(Dataset entries)
* start *

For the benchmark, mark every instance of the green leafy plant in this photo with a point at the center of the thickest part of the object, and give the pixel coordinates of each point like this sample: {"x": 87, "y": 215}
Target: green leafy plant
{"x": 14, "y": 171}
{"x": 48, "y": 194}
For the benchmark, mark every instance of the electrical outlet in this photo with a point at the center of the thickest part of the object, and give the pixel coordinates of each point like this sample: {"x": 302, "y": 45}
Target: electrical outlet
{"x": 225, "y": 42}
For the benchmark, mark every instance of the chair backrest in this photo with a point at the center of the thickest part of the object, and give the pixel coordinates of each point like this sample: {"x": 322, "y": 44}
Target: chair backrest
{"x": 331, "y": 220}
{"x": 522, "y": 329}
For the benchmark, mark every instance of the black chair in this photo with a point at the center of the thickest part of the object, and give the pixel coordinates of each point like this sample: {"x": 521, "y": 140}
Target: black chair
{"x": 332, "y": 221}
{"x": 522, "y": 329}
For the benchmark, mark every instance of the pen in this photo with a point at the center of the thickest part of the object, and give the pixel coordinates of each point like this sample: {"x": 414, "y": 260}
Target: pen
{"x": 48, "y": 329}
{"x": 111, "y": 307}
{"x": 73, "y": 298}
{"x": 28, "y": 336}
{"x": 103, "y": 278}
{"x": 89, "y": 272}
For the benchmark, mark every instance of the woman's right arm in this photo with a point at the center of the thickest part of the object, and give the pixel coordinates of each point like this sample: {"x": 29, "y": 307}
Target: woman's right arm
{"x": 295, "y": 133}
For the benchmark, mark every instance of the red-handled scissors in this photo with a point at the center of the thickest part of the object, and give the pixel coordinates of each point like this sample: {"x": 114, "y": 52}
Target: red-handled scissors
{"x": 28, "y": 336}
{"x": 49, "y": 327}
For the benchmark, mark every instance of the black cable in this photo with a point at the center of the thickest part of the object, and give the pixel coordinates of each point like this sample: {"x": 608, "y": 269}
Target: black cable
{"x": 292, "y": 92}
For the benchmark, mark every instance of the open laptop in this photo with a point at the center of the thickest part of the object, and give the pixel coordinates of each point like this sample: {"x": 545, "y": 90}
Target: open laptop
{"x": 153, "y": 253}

* end *

Given instruction: The lines above should be duplicated exactly.

Result of the exercise:
For the benchmark, mark every instance of the green leafy plant in this photo with a point at the center of the thickest part of the object, and give the pixel coordinates of each point like this sample: {"x": 87, "y": 215}
Target: green leafy plant
{"x": 14, "y": 171}
{"x": 48, "y": 194}
For the benchmark, mark every instance of the electrical outlet in this photo with a point at the center of the thickest part of the object, and give the pixel coordinates of each point like this sample: {"x": 302, "y": 45}
Target: electrical outlet
{"x": 225, "y": 42}
For the benchmark, mark every instance of the chair backrest in this photo with a point at the center of the thickest part of the object, and give the pixel coordinates of each point like this sample: {"x": 322, "y": 44}
Target: chair backrest
{"x": 331, "y": 220}
{"x": 522, "y": 329}
For the benchmark, mark every instance of the black chair in this photo with a point at the center of the thickest part of the object, and give the pixel coordinates of each point like this sample: {"x": 521, "y": 140}
Target: black chair
{"x": 332, "y": 221}
{"x": 522, "y": 329}
For the benchmark, mark every instance of the pen in this photo with a point at the center of the thickest part of the object, and give the pixel coordinates of each point like this sample: {"x": 414, "y": 260}
Target: pen
{"x": 48, "y": 329}
{"x": 111, "y": 307}
{"x": 73, "y": 298}
{"x": 28, "y": 336}
{"x": 103, "y": 278}
{"x": 89, "y": 272}
For the benchmark, mark every instance of the woman's right arm in this photo with a point at the center of the thickest part of the object, and give the pixel coordinates of each point like this sample: {"x": 29, "y": 307}
Target: woman's right arm
{"x": 295, "y": 133}
For the benchmark, mark every instance of the red-handled scissors in this photo with a point at the center of the thickest part of the object, and give the pixel coordinates of each point like this sample: {"x": 114, "y": 52}
Target: red-handled scissors
{"x": 28, "y": 336}
{"x": 49, "y": 327}
For the benchmark, mark every instance of the black cable in this photo with a point at the center of the thickest part of the object, and give the pixel coordinates of each point like this sample: {"x": 608, "y": 269}
Target: black cable
{"x": 292, "y": 92}
For the benchmark, mark every instance of the open laptop in this photo with a point at the center of the thickest part of the object, and give the pixel coordinates of each point like this sample: {"x": 545, "y": 90}
Target: open laptop
{"x": 153, "y": 253}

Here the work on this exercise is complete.